→ **WORK ITEM**: Restate, word for word, the lines from the opening line of the data through the line containing "emit: one JSON", both included, and nothing else.

→ **RECORDS FOR THIS EXERCISE**:
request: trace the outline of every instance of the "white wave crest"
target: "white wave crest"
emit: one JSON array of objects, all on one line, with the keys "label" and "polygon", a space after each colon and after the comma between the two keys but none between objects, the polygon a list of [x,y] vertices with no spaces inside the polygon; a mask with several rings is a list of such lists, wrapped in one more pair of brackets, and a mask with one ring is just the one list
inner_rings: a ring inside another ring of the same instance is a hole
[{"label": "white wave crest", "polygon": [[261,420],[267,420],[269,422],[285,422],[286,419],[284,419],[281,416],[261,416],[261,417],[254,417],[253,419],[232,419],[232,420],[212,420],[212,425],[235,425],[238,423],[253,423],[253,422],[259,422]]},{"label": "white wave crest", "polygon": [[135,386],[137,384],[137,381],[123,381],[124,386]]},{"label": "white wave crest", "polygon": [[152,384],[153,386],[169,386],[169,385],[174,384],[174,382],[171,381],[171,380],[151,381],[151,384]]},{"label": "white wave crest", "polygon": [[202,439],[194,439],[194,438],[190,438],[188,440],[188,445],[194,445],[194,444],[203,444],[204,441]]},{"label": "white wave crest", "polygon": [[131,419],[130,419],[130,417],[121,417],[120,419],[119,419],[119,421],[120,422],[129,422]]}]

→ **COMPLETED EXERCISE**:
request: trace the outline of every instance of the "white wave crest"
target: "white wave crest"
emit: one JSON array of objects, all on one line, with the keys "label" and "polygon", a space after each colon and after the comma between the two keys but none between objects, the polygon a list of [x,y] vertices with no spaces inside the polygon; a mask with several rings is a list of such lists, wrapped in one more pair of brackets, and a mask with one ring is just the one list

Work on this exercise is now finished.